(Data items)
────────────────────

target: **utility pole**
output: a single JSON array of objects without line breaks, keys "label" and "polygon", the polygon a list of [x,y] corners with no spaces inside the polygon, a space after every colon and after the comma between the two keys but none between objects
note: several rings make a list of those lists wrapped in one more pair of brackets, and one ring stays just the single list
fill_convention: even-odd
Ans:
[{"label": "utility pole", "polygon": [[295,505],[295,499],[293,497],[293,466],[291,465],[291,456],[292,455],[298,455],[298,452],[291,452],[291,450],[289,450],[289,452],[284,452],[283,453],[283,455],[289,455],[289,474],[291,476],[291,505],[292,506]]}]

────────────────────

• [WRITTEN INSTRUCTION] Please update the data items above by replacing "even-odd" with "nonzero" and return all of their lines, leaving everything else unchanged.

• [SOLUTION TO THIS EXERCISE]
target: **utility pole**
output: a single JSON array of objects without line breaks, keys "label" and "polygon", the polygon a list of [x,y] corners with no spaces inside the polygon, a space after every colon and after the comma between the two keys but none between objects
note: several rings make a list of those lists wrapped in one more pair of brackets, and one ring stays just the single list
fill_convention: nonzero
Ans:
[{"label": "utility pole", "polygon": [[295,505],[295,499],[293,497],[293,466],[291,465],[291,456],[292,455],[298,455],[298,452],[291,452],[291,450],[289,450],[289,452],[284,452],[283,453],[283,455],[289,455],[289,474],[291,476],[291,505],[292,506]]}]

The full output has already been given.